Using COLLATE in Android SQLite - Locales is ignored in LIKE statement
In Android sqlite, LIKE
and GLOB
ignore both COLLATE LOCALIZED
and COLLATE UNICODE
(they only work for ORDER BY
). However, as @asat explains in his answer, you can use GLOB
with a pattern that will replace each letter with all the available alternatives of that letter. In Java:
public static String addTildeOptions(String searchText) {
return searchText.toLowerCase()
.replaceAll("[aáàäâã]", "\\[aáàäâã\\]")
.replaceAll("[eéèëê]", "\\[eéèëê\\]")
.replaceAll("[iíìî]", "\\[iíìî\\]")
.replaceAll("[oóòöôõ]", "\\[oóòöôõ\\]")
.replaceAll("[uúùüû]", "\\[uúùüû\\]")
.replace("*", "[*]")
.replace("?", "[?]");
}
And then (not literally like this, of course):
SELECT * from table WHERE lower(column) GLOB "*addTildeOptions(searchText)*"
This way, for example in Spanish, a user searching for either mas or más will get the search converted into m[aáàäâã]s, returning both results.
It is important to notice that GLOB
ignores COLLATE NOCASE
, that's why I converted everything to lower case both in the function and in the query. Notice also that the lower()
function in sqlite doesn't work on non-ASCII characters - but again those are probably the ones that you are already replacing!
The function also replaces both GLOB
wildcards, *
and ?
, with "escaped" versions.
Have you had a look at the SQLite documentation for LIKE? It has come information about non ASCII characters and a bug. Maybe Android has an older version of SQLite installed where this is a problem.
I think the second normalised column might be your best option unfortunately.
=======
WORK TO DO: In the SQLite collation post, why are the search text and the column both converted to lower case? Nothing in the listing is needed here.

MATERIAL:
=======
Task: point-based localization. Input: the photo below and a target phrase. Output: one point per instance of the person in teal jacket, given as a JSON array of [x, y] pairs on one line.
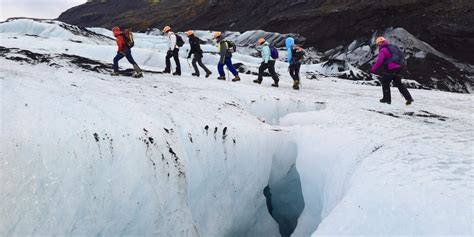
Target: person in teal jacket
[[267, 63], [295, 64]]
=======
COMPLETED TASK: GLOB ignores COLLATE NOCASE.